— START Entries —

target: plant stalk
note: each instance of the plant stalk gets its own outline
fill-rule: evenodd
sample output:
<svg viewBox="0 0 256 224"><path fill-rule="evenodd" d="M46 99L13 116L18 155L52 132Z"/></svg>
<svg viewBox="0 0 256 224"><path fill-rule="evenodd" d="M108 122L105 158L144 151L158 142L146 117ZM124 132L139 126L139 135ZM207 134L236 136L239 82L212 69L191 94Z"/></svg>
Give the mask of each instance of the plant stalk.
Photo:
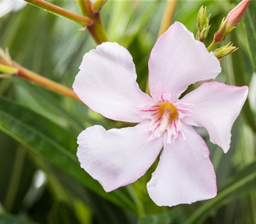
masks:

— END Entries —

Write out every line of the items above again word for word, but leave out the picture.

Exercise result.
target: plant stalk
note: each instance of the plant stalk gets its own outline
fill-rule: evenodd
sample output:
<svg viewBox="0 0 256 224"><path fill-rule="evenodd" d="M46 99L13 116L18 155L52 132Z"/></svg>
<svg viewBox="0 0 256 224"><path fill-rule="evenodd" d="M108 122L105 158L144 151L158 142L146 117ZM124 132L139 126L139 135ZM207 134L236 136L239 82L212 69L191 94Z"/></svg>
Give the mask of each instance of the plant stalk.
Photo:
masks:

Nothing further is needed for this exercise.